## Passage shown
— start —

As the cable industry plods on through a year of dwindling stock prices and hot-and-cold running business segments, two overbuilders have adjusted to the times by halting new network builds to develop their existing markets.
RCN Corp., the competitive operator partly backed by Paul Allen, is trying to turn its financials around through a scaled-back focus. While the company has managed to shed $1 billion in debt since last June — and many of its business indicators have indeed improved — its stock still hovers near $2 per share.
At the end of the first quarter, RCN claimed 868,000 connections in seven of the top 10 U.S. markets, including 233,000 voice, 498,000 video and 137,000 data subscribers. Telephony subscribership was up 15 percent, video rose 33 percent and data surged 9 percent in the quarter.
The big change at RCN came in 2001, when executives realized the capital markets would be closed for some time, making expansion questionable. So the company shelved plans for new-market buildouts and focused on its existing systems, reorganizing its debt fit the scaled-back business plan.
In a deal struck with lender banks earlier this year, the company agreed to pare down its debt load in exchange for options to sell off non-core assets and keep more of the profits.

— end —

## Dataset
— start —

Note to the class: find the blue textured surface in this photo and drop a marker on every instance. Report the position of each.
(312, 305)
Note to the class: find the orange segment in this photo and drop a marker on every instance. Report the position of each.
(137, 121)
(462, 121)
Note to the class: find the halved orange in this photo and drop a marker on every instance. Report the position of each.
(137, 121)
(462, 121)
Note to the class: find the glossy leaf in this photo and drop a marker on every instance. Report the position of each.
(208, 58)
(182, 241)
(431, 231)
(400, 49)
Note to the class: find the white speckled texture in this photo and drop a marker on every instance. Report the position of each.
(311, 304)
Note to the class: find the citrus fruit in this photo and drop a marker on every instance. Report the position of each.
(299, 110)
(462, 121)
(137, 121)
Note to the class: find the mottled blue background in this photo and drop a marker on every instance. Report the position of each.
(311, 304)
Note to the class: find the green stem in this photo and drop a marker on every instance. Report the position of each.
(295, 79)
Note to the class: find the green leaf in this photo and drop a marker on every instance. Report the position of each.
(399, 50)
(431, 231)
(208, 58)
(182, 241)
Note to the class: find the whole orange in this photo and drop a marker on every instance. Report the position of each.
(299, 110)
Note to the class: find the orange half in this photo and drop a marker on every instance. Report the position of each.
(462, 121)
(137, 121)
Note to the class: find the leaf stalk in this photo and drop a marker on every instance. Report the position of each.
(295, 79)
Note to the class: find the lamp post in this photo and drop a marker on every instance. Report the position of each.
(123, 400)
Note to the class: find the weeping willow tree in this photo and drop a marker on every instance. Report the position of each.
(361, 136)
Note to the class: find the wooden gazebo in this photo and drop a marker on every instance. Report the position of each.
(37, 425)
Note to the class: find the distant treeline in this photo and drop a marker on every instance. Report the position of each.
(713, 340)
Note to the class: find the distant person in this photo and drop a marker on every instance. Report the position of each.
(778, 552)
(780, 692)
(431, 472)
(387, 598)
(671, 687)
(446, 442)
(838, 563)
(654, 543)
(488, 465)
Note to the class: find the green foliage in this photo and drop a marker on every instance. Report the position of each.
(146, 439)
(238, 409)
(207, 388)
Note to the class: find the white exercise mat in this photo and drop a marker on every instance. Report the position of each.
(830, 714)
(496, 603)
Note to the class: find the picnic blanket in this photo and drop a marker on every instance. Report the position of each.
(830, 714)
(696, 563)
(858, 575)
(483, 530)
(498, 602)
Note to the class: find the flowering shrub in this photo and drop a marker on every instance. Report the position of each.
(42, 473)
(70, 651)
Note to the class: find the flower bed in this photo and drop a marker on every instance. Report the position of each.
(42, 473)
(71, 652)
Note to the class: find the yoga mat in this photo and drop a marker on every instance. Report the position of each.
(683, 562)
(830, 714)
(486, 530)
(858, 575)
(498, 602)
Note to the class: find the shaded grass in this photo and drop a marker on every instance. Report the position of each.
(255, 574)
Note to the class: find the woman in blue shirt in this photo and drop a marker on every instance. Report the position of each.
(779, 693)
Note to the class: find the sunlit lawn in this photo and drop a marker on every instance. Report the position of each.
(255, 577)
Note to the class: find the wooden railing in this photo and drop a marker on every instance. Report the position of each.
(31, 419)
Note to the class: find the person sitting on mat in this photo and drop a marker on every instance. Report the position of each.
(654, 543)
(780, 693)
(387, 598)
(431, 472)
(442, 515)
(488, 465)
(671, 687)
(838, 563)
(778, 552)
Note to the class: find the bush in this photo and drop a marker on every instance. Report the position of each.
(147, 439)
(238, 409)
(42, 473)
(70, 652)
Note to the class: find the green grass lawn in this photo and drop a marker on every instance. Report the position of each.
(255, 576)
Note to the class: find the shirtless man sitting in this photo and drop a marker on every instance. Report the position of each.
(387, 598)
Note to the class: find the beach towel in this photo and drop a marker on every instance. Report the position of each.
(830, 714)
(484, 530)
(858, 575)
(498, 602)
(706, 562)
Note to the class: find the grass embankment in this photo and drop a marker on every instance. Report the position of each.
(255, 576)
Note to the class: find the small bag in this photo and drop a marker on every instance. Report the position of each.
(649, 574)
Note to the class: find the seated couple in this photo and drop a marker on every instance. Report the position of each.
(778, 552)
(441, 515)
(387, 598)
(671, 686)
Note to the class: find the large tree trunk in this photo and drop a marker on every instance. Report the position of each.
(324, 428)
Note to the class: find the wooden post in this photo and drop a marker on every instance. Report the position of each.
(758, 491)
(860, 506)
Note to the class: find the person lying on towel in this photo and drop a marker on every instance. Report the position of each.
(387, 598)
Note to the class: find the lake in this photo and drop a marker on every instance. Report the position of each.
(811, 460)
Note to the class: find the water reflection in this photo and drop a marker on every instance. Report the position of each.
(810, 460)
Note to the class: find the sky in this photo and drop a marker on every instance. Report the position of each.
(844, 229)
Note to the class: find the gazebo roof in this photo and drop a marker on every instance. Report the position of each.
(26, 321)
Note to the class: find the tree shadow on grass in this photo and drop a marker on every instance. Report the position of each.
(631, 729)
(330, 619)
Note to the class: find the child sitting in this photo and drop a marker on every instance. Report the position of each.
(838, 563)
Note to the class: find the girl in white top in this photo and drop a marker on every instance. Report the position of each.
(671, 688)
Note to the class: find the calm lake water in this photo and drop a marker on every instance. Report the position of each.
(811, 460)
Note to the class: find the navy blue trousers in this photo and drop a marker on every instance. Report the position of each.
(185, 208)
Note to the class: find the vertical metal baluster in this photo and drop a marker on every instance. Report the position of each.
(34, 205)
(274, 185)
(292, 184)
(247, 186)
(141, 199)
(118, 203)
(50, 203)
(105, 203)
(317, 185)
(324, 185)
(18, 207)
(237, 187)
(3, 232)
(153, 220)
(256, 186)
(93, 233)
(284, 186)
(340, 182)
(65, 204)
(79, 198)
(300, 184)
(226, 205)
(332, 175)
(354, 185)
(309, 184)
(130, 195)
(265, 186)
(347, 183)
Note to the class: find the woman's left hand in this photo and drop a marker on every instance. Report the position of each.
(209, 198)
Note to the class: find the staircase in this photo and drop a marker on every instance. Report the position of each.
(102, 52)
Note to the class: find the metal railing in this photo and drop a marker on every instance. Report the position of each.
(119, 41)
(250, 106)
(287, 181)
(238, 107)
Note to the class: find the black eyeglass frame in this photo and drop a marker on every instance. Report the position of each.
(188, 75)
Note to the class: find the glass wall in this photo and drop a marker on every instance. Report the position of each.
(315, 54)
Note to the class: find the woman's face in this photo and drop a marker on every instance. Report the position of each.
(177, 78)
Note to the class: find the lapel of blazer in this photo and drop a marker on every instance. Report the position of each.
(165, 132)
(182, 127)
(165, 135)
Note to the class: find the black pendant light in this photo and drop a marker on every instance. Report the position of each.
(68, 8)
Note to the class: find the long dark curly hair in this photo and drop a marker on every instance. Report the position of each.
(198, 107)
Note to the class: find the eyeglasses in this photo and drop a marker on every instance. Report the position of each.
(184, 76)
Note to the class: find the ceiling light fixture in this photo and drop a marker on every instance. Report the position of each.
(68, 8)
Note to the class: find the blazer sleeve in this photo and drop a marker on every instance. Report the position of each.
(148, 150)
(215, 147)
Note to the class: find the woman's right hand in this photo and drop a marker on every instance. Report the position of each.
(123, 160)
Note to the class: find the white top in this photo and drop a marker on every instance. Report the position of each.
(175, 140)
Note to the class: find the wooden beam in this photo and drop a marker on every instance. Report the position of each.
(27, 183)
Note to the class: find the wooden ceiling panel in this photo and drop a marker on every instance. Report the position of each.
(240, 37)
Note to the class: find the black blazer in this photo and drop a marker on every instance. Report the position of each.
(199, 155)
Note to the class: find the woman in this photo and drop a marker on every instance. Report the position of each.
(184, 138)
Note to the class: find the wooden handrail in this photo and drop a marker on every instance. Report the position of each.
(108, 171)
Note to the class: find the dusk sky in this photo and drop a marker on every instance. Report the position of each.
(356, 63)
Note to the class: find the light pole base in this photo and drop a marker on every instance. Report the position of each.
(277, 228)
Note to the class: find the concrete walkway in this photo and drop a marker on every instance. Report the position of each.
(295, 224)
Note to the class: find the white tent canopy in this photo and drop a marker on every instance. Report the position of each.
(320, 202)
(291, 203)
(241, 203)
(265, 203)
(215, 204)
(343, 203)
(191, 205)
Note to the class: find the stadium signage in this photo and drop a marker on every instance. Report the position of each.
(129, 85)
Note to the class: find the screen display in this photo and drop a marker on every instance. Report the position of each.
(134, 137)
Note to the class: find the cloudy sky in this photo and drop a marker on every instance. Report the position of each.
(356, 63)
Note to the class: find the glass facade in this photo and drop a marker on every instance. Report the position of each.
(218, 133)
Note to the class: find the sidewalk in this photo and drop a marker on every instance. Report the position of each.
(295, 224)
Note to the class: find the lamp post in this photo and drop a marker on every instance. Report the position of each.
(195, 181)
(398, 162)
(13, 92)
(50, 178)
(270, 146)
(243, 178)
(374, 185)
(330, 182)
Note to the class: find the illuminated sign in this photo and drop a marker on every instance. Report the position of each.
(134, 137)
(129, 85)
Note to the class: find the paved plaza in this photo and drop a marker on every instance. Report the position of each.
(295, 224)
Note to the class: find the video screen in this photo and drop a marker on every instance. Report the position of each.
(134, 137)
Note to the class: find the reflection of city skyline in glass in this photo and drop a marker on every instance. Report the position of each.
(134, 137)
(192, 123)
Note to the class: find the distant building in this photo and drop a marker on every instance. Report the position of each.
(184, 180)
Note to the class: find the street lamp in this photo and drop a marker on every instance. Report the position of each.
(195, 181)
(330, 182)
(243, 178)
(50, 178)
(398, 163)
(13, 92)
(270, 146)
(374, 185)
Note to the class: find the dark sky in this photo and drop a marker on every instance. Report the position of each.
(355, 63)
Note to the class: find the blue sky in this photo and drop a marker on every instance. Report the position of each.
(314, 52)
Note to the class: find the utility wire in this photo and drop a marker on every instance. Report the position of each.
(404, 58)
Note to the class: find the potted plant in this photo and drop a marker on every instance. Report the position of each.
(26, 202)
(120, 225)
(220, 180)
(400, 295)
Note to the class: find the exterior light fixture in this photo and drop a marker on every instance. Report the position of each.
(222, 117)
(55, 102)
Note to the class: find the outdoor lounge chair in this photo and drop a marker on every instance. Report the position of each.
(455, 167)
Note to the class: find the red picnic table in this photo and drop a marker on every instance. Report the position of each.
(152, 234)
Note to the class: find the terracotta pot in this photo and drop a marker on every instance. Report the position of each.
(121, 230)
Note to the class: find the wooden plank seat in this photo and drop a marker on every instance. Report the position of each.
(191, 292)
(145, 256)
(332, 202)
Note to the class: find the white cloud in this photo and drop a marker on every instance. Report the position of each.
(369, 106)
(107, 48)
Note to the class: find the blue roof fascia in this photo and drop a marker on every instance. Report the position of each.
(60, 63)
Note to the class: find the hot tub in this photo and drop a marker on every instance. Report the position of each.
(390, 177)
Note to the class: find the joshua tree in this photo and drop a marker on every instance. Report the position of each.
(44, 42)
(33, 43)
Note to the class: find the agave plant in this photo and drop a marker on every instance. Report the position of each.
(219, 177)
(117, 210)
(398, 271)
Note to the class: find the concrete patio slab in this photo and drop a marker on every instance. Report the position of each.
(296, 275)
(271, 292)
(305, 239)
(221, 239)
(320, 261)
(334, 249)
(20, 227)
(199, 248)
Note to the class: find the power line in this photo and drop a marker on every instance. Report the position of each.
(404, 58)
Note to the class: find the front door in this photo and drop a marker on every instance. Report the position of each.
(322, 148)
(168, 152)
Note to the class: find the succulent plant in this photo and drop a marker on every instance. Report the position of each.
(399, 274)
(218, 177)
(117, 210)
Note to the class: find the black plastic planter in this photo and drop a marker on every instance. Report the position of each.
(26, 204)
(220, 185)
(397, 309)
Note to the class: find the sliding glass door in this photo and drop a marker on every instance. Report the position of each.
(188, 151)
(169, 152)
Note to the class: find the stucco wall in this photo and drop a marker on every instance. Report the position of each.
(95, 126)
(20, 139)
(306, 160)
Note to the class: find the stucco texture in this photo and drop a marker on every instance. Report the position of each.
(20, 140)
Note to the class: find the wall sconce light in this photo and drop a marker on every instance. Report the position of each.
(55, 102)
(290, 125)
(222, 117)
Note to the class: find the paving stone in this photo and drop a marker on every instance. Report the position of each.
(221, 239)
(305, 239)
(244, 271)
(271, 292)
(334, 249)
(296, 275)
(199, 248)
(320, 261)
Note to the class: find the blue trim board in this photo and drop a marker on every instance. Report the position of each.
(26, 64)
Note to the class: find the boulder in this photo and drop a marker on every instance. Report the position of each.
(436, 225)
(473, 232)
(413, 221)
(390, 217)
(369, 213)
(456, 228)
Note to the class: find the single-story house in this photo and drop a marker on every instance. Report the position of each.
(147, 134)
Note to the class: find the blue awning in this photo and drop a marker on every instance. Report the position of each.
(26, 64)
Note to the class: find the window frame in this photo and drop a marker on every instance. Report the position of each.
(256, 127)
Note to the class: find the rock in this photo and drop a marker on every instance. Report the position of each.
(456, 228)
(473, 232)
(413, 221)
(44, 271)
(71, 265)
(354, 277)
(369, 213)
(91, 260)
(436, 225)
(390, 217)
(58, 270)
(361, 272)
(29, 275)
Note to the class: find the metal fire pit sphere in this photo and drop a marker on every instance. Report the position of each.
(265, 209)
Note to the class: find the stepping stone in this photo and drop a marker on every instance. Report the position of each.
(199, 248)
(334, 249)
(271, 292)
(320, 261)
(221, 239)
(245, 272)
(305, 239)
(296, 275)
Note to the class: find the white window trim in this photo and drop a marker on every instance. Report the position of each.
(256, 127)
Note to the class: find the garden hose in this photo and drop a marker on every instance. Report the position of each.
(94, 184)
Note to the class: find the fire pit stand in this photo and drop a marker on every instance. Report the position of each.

— end —

## Written instruction
Could you resume the article on cable overbuilders and RCN Corp. after its last sentence? The entries have nothing to do with the article on cable overbuilders.

## Result for this task
"It's a lot easier to renegotiate these kind of things ahead of time, as opposed to when you have your back against the wall," said RCN investor-relations chief Kevin Kuryla. "So we are really excited that we were able to do this.
"We think it was a good deal for both us and for the banks, because it gave us some additional flexibility that we didn't have."
Though RCN was forced to concentrate on existing markets, the results in those markets are promising, Kurlya said. So far, four systems are operating in the black, including Lehigh Valley, Pa., central New Jersey, Carmel, N.Y., and, most recently, Boston.
The Boston market is especially important for RCN because it is the first major market to turn positive — and its full-fiber network is a model for other RCN systems.
"Based on everything we have learned up in Boston, and with the bank deal behind us, we do think we have a clear path to positive [cash flow] in the next 12 months," Kuryla said.
Long-term, RCN's business model is based on getting one-third penetration of voice, video and data connections within its primarily residential customer base. RCN expects to increase its network connections 24 percent this year.
The company also is midway through a video-on-demand trial in the Philadelphia area, and "we're going to evaluate the progress in Philadelphia and determine how aggressively to roll it out across the company," Kuryla said.
RCN's network also is actively powered for telephony, so it will likely be able to add a voice offering, he added.
WOW: TIERED SERVICE
Another competitor still hanging in the battle is WideOpenWest LLC. The Castle Rock, Colo.-based company became the No. 13 cable operator in December, when it acquired the Americast cable systems and 310,000 customers in Chicago, Cleveland and Columbus, Ohio and southeast Michigan from SBC Communications Inc.
The Castle Rock, Colo.-based overbuilder has wasted little time in bringing cable-modem service to that new real estate.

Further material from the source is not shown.